◆ Required tasks:
[A] Decide whether each statement below agrees with the passage on Prince, and answer yes or no for each, quoting the words of the passage that settle it.
(i) Prince's discography includes at least 39 studio albums.
(ii) Prince encouraged his music being posted online.
(iii) MTV is running a marathon of Prince's videos.
[B] Reproduce the passage on Prince word for word between "He also wrote" and "hits to me.", inclusive.

══ Passage

He also wrote "Erotic City." And "Raspberry Beret." And "When You Were Mine," "Take Me With U," "Purple Rain," "Sign O The Times," "Little Red Corvette," "When Doves Cry," "She's Always In My Hair," "Alphabet St.," "Darlin Nikki," and literally, a hundred more. Once you adjusted to his wavelength, his sound—that mix of futuristic James Brown funk, Smokey Robinson sugar and wholly original panache—was addictive. Almost everything he did from 1979-1991 still sounds like hits to me.

I mean, "Erotic City" alone gets you into heaven or whatever, right?

The nation might be too sad to get down right now, but we are all gathered here today in Prince's looming purple shadow, getting through this thing called life. "Electric word life," Prince said. "It means forever and that's a mighty long time."


If you're feeling at a loss for how to process this, the best way is through your ears—and there is no shortage of music available to listen to from the extremely prolific artist. His intimidating discography includes at least 39 studio albums (and that doesn't include all the unreleased albums, for which there is reportedly a vault filled with thousands of songs), four live albums, a boatload of singles and compilations, and of course, "Bat Dance."


The problem is that Prince was intensely vigilant about not letting his music be put online—the man sued YouTube, fan sites, even a suburban mom, to get his music off the web. Although there are only a few videos available (we've put some throughout this piece), you can listen to him on Tidal, you can stream Minneapolis public radio station The Current (who are broadcasting an all-Prince set), tune into MTV (they're still doing a marathon of his videos), or you could, you know, buy his music on iTunes.

════
══ Stored rows

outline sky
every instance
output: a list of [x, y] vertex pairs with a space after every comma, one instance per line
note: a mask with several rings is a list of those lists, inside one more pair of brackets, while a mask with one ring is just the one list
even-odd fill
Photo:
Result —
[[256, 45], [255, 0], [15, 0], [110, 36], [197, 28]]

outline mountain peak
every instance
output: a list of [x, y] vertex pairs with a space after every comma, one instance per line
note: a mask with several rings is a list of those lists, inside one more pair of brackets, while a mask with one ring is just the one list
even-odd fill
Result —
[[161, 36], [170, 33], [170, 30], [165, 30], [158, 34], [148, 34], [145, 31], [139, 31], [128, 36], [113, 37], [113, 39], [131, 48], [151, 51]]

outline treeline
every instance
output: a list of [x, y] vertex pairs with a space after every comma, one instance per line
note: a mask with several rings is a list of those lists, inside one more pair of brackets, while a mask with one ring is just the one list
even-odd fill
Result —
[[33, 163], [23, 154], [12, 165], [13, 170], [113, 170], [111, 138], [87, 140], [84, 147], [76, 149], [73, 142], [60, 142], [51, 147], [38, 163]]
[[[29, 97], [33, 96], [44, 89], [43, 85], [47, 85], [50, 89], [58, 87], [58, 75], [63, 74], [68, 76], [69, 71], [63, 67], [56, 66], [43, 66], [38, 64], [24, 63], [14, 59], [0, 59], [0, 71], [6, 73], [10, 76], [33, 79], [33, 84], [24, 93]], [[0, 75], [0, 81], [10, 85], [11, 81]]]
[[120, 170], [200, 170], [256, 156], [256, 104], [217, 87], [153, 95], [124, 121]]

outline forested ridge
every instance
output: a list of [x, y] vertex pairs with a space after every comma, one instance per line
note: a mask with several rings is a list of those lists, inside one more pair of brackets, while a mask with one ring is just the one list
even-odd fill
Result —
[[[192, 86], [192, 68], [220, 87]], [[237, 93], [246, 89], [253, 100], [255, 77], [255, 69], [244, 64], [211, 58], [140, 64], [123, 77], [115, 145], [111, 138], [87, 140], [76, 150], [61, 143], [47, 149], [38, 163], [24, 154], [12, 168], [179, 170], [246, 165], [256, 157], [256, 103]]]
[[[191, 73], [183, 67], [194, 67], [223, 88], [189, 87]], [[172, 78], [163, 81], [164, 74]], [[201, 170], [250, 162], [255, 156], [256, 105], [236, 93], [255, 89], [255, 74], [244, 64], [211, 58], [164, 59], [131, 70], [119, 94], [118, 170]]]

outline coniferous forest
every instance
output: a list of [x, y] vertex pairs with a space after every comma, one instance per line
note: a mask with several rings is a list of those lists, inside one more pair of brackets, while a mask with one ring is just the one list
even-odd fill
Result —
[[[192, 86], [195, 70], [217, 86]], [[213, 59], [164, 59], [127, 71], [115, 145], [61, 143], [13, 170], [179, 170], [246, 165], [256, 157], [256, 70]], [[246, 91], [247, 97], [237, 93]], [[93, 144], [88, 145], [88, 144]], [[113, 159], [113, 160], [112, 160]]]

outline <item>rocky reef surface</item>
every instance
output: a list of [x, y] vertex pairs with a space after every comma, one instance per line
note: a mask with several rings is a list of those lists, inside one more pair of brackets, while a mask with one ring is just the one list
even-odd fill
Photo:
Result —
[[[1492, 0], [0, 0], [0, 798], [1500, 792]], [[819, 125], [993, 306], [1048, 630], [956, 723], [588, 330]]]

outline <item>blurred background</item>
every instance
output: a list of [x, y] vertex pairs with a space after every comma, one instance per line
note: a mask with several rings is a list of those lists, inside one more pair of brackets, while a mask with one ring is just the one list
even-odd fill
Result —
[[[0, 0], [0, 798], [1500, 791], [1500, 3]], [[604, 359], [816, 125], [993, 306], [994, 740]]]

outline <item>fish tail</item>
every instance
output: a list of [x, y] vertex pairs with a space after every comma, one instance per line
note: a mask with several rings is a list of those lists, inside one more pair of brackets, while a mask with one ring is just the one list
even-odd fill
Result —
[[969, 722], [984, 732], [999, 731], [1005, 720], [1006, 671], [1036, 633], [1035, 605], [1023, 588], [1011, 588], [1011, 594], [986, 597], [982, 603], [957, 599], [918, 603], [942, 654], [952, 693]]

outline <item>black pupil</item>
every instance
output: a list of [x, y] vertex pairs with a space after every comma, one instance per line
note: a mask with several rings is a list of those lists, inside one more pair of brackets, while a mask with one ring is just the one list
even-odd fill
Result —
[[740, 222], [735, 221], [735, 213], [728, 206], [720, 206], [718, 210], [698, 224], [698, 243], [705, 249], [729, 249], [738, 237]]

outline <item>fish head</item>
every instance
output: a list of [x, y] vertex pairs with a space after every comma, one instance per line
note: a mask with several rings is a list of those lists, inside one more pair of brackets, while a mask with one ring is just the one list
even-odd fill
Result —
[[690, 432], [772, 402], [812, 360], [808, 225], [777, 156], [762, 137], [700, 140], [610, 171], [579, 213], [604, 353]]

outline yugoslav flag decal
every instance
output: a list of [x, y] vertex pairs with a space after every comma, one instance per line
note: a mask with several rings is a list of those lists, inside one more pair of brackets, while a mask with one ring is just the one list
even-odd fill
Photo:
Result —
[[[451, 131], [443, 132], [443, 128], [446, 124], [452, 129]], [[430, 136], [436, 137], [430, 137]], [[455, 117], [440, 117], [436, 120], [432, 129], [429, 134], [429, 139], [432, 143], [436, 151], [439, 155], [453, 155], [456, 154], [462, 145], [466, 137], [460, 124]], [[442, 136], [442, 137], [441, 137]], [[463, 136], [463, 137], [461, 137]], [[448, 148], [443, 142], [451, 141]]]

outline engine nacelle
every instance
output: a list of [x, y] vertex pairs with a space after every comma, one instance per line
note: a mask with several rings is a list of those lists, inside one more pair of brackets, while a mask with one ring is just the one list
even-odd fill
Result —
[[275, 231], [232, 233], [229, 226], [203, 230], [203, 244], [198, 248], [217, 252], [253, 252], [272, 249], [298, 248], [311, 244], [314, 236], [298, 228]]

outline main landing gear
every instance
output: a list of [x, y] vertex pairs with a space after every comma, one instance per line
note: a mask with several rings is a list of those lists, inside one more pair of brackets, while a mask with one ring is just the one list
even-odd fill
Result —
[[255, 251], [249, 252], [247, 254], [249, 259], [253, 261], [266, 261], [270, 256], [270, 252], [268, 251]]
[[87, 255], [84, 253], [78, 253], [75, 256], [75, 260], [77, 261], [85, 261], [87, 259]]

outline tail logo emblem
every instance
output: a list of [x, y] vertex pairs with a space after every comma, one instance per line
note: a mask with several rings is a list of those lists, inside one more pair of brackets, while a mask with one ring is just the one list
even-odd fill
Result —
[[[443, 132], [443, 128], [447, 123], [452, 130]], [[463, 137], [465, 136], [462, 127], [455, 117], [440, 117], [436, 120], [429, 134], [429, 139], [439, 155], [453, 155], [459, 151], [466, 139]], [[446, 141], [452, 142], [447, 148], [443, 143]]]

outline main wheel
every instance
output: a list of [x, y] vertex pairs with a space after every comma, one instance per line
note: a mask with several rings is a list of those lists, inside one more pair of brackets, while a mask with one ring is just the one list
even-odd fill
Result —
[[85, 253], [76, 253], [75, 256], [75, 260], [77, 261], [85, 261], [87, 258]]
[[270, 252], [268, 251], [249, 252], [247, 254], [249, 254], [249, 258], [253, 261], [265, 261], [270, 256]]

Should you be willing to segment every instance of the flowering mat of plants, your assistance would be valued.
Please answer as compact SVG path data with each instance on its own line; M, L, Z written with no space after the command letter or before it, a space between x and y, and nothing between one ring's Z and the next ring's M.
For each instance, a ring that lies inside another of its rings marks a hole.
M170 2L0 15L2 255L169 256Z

════

◆ Full answers:
[A]
(i) Yes: "at least 39 studio albums"
(ii) No: "Prince was intensely vigilant about not letting his music be put online"
(iii) Yes: "they're still doing a marathon of his videos"

[B]
He also wrote "Erotic City." And "Raspberry Beret." And "When You Were Mine," "Take Me With U," "Purple Rain," "Sign O The Times," "Little Red Corvette," "When Doves Cry," "She's Always In My Hair," "Alphabet St.," "Darlin Nikki," and literally, a hundred more. Once you adjusted to his wavelength, his sound—that mix of futuristic James Brown funk, Smokey Robinson sugar and wholly original panache—was addictive. Almost everything he did from 1979-1991 still sounds like hits to me.